+++ EXTRAIT FOURNI +++
1/Entreprises concernées 

Le décret n° 2022-1284 du 3 octobre 2022 (ci-après « le Décret ») a été pris en application de la loi n° 2022-401 du 21 mars 2022 (ci-après « la Loi ») visant à améliorer la protection des lanceurs d’alerte (dite « loi Waserman »).

Celle-ci, applicable depuis le 1er septembre 2022, dispose que sont tenues d’établir une procédure interne de recueil et de traitement des signalements les personnes morales de droit privé et les entreprises exploitées en leur nom propre par une ou plusieurs personnes physiques, employant au moins 50 salariés.

Le Décret (art. 2, I) précise que le seuil de 50 salariés s’apprécie à la clôture de deux exercices consécutifs et que l’effectif se calcule selon les modalités prévues à l’article L. 130-1 du Code de la sécurité sociale.

2/ Support juridique de la procédure de signalement

 Il résulte de l’article 3 du Décret que les employeurs concernés peuvent librement choisir le support juridique d’établissement de leur procédure interne de recueil et de traitement des signalements.

Par exemple, une entreprise pourrait l’établir au sein d’une note de service ou d’un accord collectif conclu selon les modalités de droit commun.

Dans tous les cas, le comité social et économique doit être préalablement informé et consulté, l’article 3 de la Loi imposant la consultation « des instances de dialogue social. »

 3/ Contenu de la procédure de signalement

 3.1. Le canal de réception des alertes

La procédure de signalement interne doit instaurer un canal de réception des alertes, celles-ci pouvant être écrites mais aussi orales (art. 4 du Décret).

Si la procédure prévoit la possibilité d’adresser un signalement par oral, elle précise que ce signalement peut s’effectuer par téléphone ou par tout autre système de messagerie vocale et, sur la demande de l’auteur du signalement et selon son choix, lors d’une visioconférence ou d’une rencontre physique organisée au plus tard 20 jours ouvrés après réception de la demande.

Le canal de réception permet de transmettre tout élément, quel que soit sa forme ou son support, de nature à étayer le signalement de faits relevant du domaine de l’alerte professionnelle qui se sont produits ou sont très susceptibles de se produire dans l’entreprise.
+++
> ÉNONCÉ: Recopiez le passage de l'extrait fourni qui s'ouvre sur les mots « 3.1. Le canal » et se termine par « produire dans l’entreprise. », en substituant « quinze jours ouvrés » à « 20 jours ouvrés ».
+++ DONNÉES ENREGISTRÉES +++
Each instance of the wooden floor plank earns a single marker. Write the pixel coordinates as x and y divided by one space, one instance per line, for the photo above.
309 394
+++
> CORRIGÉ:
3.1. Le canal de réception des alertes

La procédure de signalement interne doit instaurer un canal de réception des alertes, celles-ci pouvant être écrites mais aussi orales (art. 4 du Décret).

Si la procédure prévoit la possibilité d’adresser un signalement par oral, elle précise que ce signalement peut s’effectuer par téléphone ou par tout autre système de messagerie vocale et, sur la demande de l’auteur du signalement et selon son choix, lors d’une visioconférence ou d’une rencontre physique organisée au plus tard quinze jours ouvrés après réception de la demande.

Le canal de réception permet de transmettre tout élément, quel que soit sa forme ou son support, de nature à étayer le signalement de faits relevant du domaine de l’alerte professionnelle qui se sont produits ou sont très susceptibles de se produire dans l’entreprise.